| Given passage |

Making 3-D imaging 1,000 times better | MIT News

Algorithms exploiting light’s polarization boost resolution of commercial depth sensors 1,000-fold.

Larry Hardesty | MIT News Office • mit
Dec. 1, 2015 • 9 min • Source

MIT researchers have shown that by exploiting the polarization of light — the physical phenomenon behind polarized sunglasses and most 3-D movie systems — they can increase the depth resolution of conventional 3-D imaging devices as much as 1,000 times.

The technique could lead to high-quality 3-D cameras built into cellphones, and perhaps to the ability to snap a photo of an object and then use a 3-D printer to produce a replica.

Further out, the work could also abet the development of driverless cars.

“Today, they can miniaturize 3-D cameras to fit on cellphones,” says Achuta Kadambi, a PhD student in the MIT Media Lab and one of the system’s developers. “But they make compromises to the 3-D sensing, leading to very coarse recovery of geometry. That’s a natural application for polarization, because you can still use a low-quality sensor, and adding a polarizing filter gives you something that’s better than many machine-shop laser scanners.”

The researchers describe the new system, which they call Polarized 3D, in a paper they’re presenting at the International Conference on Computer Vision in December. Kadambi is the first author, and he’s joined by his thesis advisor, Ramesh Raskar, associate professor of media arts and sciences in the MIT Media Lab; Boxin Shi, who was a postdoc in Raskar’s group and is now a research fellow at the Rapid-Rich Object Search Lab; and Vage Taamazyan, a master’s student at the Skolkovo Institute of Science and Technology in Russia, which MIT helped found in 2011.

| Task requirements |
Continue the MIT News article on boosting 3-D imaging resolution with polarized light, starting after its final sentence.

| Dataset rows |
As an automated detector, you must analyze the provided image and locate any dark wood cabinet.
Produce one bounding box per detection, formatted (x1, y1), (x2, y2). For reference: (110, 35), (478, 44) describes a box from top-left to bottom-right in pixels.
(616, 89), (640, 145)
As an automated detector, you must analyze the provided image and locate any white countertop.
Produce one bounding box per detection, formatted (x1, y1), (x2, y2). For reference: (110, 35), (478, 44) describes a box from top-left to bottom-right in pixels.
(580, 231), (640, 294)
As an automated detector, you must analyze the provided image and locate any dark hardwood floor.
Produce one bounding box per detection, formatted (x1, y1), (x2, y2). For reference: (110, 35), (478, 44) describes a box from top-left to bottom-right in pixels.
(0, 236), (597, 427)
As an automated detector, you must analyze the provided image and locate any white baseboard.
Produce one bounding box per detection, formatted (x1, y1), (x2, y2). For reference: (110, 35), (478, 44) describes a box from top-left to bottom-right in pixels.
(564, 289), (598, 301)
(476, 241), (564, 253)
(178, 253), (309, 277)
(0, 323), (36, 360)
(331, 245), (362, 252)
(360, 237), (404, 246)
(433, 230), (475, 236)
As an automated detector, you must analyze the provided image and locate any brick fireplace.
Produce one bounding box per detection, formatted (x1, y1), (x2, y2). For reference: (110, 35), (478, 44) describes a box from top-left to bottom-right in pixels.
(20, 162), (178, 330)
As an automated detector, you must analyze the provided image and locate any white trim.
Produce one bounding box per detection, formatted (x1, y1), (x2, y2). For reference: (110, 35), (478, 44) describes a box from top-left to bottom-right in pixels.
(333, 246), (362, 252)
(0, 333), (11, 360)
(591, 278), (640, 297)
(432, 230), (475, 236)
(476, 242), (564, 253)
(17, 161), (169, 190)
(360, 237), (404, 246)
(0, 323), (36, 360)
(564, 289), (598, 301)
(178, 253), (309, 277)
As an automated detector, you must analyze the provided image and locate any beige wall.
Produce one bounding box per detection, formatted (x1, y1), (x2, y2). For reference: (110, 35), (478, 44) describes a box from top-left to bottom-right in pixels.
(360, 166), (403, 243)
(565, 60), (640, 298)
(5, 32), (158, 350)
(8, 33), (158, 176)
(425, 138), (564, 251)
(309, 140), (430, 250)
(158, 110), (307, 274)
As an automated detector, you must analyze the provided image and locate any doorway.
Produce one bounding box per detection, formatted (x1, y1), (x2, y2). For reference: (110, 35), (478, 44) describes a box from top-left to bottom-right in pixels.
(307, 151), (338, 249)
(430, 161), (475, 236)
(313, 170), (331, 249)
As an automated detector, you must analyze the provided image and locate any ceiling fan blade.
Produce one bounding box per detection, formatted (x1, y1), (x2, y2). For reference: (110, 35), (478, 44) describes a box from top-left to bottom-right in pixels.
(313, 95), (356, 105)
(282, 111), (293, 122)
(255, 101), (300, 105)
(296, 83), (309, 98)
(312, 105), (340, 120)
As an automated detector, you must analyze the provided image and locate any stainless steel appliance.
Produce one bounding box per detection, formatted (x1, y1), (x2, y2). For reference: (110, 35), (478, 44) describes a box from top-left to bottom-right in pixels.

| Solved problem |
When polarized light gets the bounce

If an electromagnetic wave can be thought of as an undulating squiggle, polarization refers to the squiggle’s orientation. It could be undulating up and down, or side to side, or somewhere in-between.

Polarization also affects the way in which light bounces off of physical objects. If light strikes an object squarely, much of it will be absorbed, but whatever reflects back will have the same mix of polarizations that the incoming light did. At wider angles of reflection, however, light within a certain range of polarizations is more likely to be reflected.

This is why polarized sunglasses are good at cutting out glare: Light from the sun bouncing off asphalt or water at a low angle features an unusually heavy concentration of light with a particular polarization. So the polarization of reflected light carries information about the geometry of the objects it has struck.

This relationship has been known for centuries, but it’s been hard to do anything with it, because of a fundamental ambiguity about polarized light. Light with a particular polarization, reflecting off of a surface with a particular orientation and passing through a polarizing lens is indistinguishable from light with the opposite polarization, reflecting off of a surface with the opposite orientation.

This means that for any surface in a visual scene, measurements based on polarized light offer two equally plausible hypotheses about its orientation. Canvassing all the possible combinations of either of the two orientations of every surface, in order to identify the one that makes the most sense geometrically, is a prohibitively time-consuming computation.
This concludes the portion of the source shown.